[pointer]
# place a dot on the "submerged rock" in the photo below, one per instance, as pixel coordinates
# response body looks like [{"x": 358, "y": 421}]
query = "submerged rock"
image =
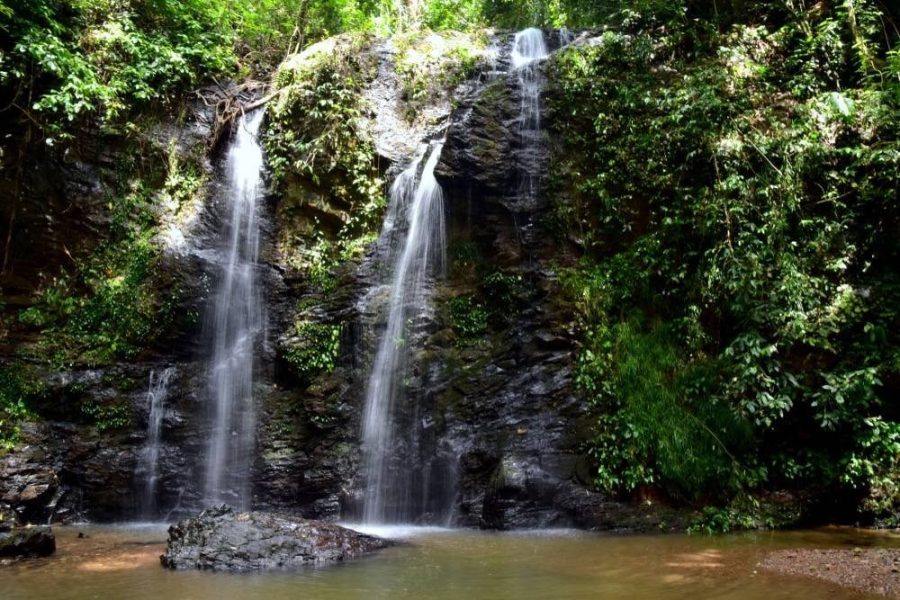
[
  {"x": 27, "y": 541},
  {"x": 220, "y": 539}
]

○ ○ ○

When you repeat the records, reproduce each line exactly and drop the images.

Result of this task:
[pointer]
# place a dot on the "submerged rock" in the photo below, one per instance, as pixel coordinates
# response body looks like [{"x": 358, "y": 421}]
query = "submerged rock"
image =
[
  {"x": 27, "y": 541},
  {"x": 220, "y": 539}
]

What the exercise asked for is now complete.